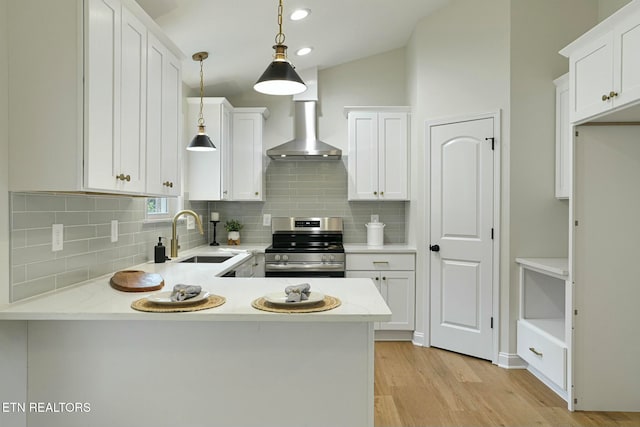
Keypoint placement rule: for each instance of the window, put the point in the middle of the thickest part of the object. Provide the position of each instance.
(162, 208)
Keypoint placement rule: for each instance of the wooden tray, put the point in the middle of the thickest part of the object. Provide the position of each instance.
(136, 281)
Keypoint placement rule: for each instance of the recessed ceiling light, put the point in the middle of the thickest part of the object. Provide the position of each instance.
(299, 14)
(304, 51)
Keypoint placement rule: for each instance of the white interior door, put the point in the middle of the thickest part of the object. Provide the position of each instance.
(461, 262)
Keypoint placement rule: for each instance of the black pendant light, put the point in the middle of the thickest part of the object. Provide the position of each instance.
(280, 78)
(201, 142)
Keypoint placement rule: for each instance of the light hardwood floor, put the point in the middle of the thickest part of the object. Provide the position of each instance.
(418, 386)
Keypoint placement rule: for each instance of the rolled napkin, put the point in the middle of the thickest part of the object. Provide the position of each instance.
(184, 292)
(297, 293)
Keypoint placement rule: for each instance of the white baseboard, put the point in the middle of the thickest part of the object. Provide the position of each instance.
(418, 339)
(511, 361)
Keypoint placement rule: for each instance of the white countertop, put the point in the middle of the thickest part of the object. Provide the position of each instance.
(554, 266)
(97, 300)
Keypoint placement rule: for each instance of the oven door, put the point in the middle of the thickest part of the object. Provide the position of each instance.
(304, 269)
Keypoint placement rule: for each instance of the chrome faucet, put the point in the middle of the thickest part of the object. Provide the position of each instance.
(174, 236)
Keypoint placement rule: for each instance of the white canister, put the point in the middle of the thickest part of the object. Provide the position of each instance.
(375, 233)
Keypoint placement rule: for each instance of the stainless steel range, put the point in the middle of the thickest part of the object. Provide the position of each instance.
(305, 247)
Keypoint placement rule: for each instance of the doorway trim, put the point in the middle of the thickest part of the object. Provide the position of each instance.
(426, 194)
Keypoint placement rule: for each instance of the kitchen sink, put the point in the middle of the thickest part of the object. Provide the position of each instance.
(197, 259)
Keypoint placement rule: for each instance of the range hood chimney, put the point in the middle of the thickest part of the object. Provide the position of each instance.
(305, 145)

· · · · ·

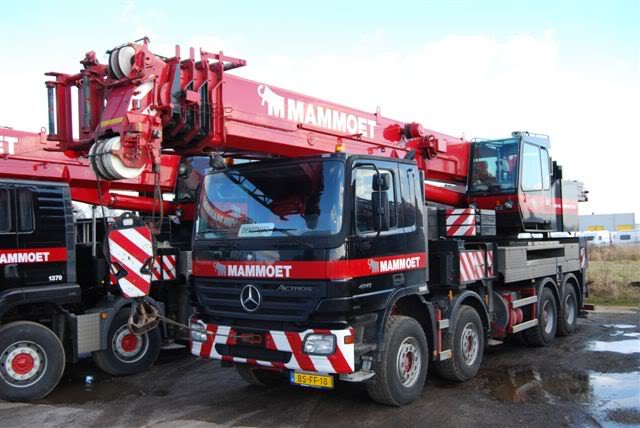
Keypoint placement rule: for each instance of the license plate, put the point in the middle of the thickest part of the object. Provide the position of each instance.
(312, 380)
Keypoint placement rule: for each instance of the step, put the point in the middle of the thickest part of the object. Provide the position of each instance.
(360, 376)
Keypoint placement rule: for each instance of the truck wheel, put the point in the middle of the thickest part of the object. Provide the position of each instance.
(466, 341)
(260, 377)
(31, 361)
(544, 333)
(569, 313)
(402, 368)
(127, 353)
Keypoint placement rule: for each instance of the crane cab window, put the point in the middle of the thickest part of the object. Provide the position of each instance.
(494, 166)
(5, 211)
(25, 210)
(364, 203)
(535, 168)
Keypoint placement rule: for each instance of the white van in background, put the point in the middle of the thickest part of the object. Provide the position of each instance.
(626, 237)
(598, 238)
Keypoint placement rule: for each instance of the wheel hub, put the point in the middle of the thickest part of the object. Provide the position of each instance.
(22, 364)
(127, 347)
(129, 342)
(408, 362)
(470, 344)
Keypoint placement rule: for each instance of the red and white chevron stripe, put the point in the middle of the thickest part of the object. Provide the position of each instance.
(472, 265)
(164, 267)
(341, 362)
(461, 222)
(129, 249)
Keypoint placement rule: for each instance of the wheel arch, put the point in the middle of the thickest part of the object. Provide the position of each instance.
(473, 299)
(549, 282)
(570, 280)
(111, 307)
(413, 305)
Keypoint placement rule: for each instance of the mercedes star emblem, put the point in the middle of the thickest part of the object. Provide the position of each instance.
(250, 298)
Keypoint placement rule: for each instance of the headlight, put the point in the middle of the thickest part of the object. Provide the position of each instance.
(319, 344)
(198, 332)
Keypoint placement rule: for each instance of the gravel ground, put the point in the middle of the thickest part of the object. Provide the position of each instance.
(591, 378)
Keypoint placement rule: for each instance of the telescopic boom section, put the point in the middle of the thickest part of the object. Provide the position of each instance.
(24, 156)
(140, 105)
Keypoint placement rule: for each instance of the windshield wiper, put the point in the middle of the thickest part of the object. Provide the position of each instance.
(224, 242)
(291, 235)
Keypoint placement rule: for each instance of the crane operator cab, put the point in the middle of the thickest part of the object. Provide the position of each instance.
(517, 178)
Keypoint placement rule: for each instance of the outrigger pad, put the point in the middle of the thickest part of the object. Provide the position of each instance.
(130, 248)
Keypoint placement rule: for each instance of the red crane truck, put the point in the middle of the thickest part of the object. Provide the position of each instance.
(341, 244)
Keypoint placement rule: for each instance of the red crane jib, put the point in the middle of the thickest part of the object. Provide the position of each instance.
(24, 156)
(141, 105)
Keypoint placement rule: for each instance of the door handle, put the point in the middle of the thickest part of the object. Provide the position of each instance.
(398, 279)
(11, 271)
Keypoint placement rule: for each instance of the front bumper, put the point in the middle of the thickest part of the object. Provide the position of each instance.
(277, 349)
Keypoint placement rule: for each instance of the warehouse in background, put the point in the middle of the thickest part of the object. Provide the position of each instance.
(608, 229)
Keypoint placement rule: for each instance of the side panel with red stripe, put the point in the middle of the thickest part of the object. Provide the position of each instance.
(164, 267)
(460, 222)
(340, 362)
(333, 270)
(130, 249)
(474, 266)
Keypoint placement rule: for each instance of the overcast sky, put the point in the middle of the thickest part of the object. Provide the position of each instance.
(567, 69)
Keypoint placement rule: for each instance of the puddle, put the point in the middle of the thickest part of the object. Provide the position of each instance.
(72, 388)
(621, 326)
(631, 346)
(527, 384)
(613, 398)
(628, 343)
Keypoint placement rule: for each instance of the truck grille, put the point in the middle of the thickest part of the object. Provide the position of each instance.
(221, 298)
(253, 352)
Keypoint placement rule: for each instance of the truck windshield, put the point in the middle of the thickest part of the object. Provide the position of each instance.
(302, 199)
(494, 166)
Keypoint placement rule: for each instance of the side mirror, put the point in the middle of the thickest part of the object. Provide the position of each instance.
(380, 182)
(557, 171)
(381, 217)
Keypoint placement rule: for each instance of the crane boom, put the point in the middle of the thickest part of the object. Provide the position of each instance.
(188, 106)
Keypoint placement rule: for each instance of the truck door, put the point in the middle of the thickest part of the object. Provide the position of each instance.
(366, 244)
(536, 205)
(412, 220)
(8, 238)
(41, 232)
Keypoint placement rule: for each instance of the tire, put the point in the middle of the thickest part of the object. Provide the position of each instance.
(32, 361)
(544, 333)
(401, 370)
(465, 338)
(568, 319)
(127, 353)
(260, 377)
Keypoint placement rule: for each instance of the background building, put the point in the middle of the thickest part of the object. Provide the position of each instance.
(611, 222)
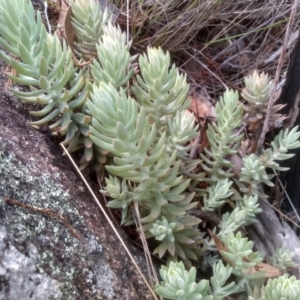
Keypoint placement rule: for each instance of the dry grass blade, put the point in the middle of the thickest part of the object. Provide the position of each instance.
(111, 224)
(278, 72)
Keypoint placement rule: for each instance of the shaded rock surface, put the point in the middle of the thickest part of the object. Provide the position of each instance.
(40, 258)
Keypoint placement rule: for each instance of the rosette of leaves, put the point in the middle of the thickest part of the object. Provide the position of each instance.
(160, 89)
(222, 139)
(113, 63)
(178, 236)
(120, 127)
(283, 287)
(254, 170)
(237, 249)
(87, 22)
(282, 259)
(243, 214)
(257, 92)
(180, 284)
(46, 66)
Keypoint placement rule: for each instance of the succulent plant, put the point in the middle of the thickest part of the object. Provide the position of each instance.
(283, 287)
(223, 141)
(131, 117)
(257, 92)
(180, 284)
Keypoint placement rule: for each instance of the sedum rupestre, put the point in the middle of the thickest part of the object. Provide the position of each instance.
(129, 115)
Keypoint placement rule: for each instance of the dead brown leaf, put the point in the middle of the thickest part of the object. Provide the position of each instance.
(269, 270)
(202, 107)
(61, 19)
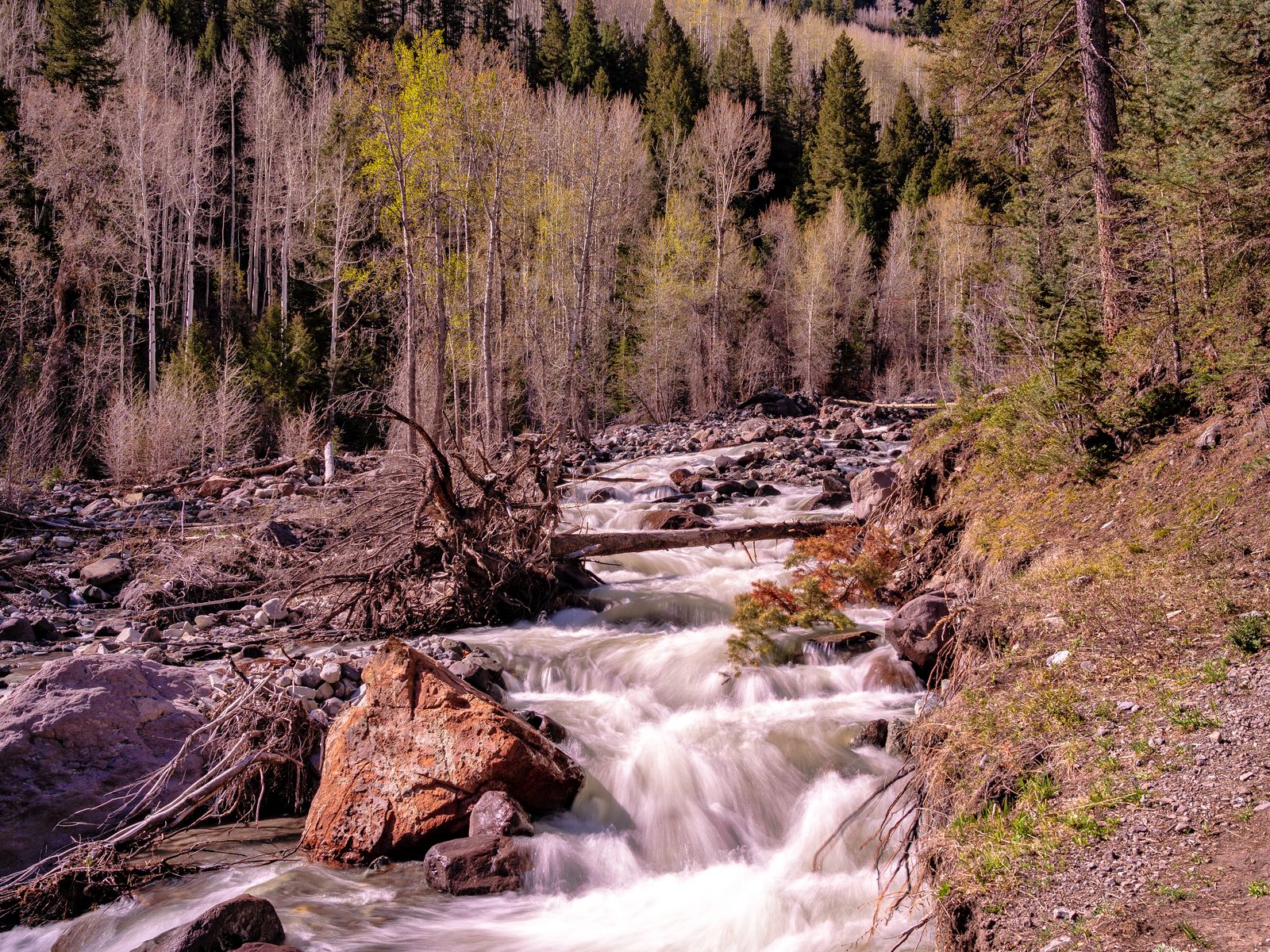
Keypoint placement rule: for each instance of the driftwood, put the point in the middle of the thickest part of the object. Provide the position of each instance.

· · · · ·

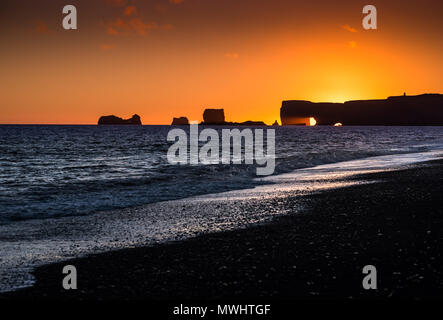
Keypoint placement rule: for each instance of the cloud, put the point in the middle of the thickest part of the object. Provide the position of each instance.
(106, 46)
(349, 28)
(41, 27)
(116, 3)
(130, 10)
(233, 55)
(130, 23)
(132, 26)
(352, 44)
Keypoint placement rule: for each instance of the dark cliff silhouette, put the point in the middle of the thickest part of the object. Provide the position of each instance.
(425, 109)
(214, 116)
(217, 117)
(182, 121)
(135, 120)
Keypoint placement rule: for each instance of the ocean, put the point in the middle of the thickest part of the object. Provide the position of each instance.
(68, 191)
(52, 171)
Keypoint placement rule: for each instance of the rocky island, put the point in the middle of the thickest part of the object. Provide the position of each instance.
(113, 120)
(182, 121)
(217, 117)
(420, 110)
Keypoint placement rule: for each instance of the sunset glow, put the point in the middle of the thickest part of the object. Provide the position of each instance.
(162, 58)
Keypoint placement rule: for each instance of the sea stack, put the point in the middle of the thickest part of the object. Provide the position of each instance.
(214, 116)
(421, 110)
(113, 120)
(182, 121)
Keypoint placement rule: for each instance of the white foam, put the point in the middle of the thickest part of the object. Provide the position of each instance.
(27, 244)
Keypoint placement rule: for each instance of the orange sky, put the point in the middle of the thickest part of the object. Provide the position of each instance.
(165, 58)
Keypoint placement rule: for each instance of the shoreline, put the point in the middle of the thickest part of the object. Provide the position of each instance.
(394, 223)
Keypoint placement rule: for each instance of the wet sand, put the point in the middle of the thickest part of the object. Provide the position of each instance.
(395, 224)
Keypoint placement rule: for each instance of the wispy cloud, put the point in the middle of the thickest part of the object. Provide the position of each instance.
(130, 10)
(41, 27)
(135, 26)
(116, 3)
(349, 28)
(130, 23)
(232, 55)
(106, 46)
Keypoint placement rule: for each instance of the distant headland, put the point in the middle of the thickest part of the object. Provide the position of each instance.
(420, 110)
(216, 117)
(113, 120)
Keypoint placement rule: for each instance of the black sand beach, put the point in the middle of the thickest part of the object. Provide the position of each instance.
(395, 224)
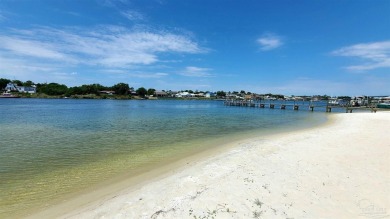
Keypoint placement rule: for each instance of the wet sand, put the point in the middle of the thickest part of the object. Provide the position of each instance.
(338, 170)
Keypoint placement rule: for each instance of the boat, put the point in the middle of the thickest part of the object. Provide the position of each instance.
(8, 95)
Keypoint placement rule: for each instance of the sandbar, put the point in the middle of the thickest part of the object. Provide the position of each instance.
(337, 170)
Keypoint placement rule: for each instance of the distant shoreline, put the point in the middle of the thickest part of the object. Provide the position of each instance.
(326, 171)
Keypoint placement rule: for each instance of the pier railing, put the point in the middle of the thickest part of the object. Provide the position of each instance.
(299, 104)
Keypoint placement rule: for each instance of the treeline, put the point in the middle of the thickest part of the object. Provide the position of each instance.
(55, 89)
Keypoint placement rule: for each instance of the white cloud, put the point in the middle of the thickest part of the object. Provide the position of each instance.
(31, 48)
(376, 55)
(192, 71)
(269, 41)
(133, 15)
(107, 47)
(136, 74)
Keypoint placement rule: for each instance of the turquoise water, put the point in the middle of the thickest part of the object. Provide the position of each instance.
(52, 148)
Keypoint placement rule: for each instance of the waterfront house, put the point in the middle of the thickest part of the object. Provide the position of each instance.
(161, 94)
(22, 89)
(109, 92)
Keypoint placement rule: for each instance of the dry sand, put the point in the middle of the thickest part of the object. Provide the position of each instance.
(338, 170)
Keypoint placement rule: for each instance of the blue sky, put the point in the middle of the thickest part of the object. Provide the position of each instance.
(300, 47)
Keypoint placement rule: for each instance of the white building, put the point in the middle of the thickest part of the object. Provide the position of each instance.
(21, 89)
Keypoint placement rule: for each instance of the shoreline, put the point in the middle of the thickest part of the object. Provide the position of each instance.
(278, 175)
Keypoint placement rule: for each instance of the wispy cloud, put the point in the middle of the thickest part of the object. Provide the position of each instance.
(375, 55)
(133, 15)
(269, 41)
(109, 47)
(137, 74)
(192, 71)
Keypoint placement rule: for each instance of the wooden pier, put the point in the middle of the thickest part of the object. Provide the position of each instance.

· · · · ·

# WHAT TO WORK ON
How many lines of the data above contain the string "black", with case counting? Reply with the number alone.

# CORRECT ANSWER
2